Stumped

Once upon a time, there was a tree growing right up next to the house.  Why would anyone plant a tree there is beyond me. Regardless, it was time for the tree to go. With the help of modern day tools and my young energetic son-in-law, the tree came down. (Sorry no before photos here.)

Stump2A year later, all that remained was this ugly stump. When the tree was alive and growing, it pushed  into the concrete driveway to the point of cracking the it. That is no big thing since all driveways crack eventually.

Stump1The stump could remain forever, however, it did not provide curb appeal in the side bed. From the street the stump was not so visible, but from the driveway it was an eye sore.  Our realtor suggested we clean out the side bed and just add mulch. At $2 per bag, that is a quick fix for curb appeal. The local Home Depot had their mulch on sale 5 bags for $10.  I had other places that needed mulch so I loaded the truck with 30 bags of mulch.

Back to the stump – after removing the dirt from around the stump, I gassed up my trusty Stihl MS170 14” chain saw, added bar oil, and fired up that beast.  This was not going to be an easy removal since there were actually two tree trunks that were joined at the root ball. Not fun!

Stump3About 2 1/2 hours later, this is what remained. See that black stuff in the photo, that is dirt. Guess what dirt does to a sharp chain saw cutting chain?  Think DULL. After dulling two chains. I was done for the day.  I was able to split the stump to reveal what was in the middle of it. Also the center was not dead yet.  It had more tree juice than a rare rib eye steak. Tree juice (sap) acts like glue when cutting with a dull chain saw. Since I am hot, tired, sweaty, and ripe, I decided to quit for the day. Besides, I’m retired now so nothing is urgent anymore.

Provided information:
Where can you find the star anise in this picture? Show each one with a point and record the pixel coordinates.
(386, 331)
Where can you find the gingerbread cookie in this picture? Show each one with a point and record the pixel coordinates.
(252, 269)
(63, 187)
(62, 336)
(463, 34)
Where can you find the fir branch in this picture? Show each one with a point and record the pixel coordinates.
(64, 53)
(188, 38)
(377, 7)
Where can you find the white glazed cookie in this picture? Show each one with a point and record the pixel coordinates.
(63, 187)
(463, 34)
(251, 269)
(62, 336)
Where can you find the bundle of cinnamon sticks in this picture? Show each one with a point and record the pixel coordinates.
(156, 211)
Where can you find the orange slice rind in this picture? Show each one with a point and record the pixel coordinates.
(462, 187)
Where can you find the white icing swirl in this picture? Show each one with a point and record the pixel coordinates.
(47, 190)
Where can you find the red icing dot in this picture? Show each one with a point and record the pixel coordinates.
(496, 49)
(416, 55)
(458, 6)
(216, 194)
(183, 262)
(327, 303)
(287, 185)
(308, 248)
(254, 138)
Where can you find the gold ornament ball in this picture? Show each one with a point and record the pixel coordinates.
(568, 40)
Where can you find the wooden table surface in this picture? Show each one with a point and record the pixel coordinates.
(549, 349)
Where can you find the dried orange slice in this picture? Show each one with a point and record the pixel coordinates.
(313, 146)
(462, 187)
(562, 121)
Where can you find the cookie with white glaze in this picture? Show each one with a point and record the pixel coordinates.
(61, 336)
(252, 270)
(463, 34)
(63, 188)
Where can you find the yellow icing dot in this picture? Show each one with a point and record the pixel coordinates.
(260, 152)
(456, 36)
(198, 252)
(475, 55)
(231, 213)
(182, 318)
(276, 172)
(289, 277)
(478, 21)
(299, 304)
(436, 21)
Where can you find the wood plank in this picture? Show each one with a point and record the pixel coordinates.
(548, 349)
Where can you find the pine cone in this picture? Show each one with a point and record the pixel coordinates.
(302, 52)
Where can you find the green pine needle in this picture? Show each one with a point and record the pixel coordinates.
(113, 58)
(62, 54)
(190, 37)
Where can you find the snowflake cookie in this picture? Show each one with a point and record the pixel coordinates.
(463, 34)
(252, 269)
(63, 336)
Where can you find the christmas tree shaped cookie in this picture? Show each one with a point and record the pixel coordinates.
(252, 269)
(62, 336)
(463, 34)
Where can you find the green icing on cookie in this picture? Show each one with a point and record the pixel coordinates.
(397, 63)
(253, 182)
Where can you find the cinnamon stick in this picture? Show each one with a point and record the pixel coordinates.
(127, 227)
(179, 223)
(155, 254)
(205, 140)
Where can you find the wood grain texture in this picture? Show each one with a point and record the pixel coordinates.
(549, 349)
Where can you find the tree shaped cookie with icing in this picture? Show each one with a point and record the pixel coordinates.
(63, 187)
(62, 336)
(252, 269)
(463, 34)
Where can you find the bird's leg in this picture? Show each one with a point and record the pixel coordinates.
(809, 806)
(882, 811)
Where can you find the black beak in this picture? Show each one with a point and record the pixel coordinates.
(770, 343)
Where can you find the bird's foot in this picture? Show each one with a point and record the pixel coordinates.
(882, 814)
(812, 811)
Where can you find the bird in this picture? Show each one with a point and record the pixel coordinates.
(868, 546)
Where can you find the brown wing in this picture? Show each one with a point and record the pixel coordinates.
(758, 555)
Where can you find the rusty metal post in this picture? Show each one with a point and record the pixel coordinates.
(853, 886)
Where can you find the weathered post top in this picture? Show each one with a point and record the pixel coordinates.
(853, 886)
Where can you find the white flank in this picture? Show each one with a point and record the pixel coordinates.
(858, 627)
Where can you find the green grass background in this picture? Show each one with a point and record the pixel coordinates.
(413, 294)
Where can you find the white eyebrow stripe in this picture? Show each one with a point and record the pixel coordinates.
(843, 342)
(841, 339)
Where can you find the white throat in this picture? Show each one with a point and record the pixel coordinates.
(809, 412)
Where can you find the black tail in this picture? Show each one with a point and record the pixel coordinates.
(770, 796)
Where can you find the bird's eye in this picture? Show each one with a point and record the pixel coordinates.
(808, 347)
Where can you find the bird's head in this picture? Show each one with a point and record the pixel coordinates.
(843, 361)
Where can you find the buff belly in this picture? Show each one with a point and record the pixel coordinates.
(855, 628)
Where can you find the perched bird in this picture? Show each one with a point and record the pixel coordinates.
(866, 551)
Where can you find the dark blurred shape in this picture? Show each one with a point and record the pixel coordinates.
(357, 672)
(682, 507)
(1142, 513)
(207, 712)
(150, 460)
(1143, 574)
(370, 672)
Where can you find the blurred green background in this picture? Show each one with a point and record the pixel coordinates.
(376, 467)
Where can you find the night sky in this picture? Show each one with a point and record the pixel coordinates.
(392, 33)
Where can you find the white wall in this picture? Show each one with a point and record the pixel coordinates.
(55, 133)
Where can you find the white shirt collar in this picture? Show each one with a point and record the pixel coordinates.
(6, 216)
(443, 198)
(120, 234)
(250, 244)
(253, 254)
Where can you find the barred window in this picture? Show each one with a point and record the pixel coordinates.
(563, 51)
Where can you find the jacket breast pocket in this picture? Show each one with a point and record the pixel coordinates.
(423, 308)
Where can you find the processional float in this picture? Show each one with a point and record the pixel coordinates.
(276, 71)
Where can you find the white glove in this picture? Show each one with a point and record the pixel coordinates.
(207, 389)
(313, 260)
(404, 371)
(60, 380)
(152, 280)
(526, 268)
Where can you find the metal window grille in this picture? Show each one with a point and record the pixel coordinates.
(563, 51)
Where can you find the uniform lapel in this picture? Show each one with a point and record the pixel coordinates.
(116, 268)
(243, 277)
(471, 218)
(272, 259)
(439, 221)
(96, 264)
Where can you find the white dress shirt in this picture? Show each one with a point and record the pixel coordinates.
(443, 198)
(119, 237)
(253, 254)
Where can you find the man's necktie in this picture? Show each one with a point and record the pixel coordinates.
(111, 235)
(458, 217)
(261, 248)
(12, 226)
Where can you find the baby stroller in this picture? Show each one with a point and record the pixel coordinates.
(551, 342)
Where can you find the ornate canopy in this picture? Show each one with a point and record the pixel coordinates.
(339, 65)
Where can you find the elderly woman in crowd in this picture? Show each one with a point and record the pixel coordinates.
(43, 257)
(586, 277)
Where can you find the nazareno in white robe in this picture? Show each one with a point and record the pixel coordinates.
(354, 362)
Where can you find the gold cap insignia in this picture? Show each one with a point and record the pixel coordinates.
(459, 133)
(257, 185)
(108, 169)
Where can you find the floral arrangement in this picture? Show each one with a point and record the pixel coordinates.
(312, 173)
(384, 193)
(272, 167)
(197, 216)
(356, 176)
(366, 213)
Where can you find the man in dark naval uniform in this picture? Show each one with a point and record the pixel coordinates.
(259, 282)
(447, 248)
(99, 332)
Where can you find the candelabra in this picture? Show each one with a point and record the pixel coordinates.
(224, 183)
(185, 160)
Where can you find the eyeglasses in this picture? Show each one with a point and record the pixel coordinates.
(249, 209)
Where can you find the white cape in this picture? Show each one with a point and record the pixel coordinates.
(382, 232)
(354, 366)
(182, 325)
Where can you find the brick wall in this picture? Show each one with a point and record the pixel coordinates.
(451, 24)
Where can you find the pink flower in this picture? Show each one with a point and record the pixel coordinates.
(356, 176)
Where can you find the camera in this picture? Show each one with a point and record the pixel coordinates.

Task goal: Could you carry on the account of removing the tree stump, starting right after its last sentence?

Written reply:
Stump5I took the dull chains to the repair shop for sharpening, and they laughed.  I walked out with two brand new sharper than sharp chains for the remains of the stump. That Stihl is a work horse.  It huffed and puffed and almost got that stump out when the first chain said, “I’m done. Ain’t cutting anything else.” After changing to the second chain, the stump is no more. If you look close under the driveway, you will see tree roots. It is amazing what damage tree roots can do.

Stump6Here are the tools of the trade.  The trusty Stihl, complete with chain that slipped off at the end, steel wedge and maul for splitting logs, three pry bars, and one of two axes. I wonder if I will need any of these things when we move into the RV?

Stump7Well, the job is done. Stump is no more. Mulch is in place. Side bed looks much better. Actually looks very inviting and ready for planting. Next week, I tackle the other side of the driveway. Fortunately, there are no stumps, however there is a left over chunk of concrete from where a fence post once lived.  You really think I am going to pull that sucker out of the ground? Not gonna happen on my shift. Mulch covers stuff.

The only question that remains  – Do I tell the person who buys this house that there is a stump under the mulch? It is easy to find, just look for the first crack in the driveway 13’ 8” from the gate.  I’ll think about it.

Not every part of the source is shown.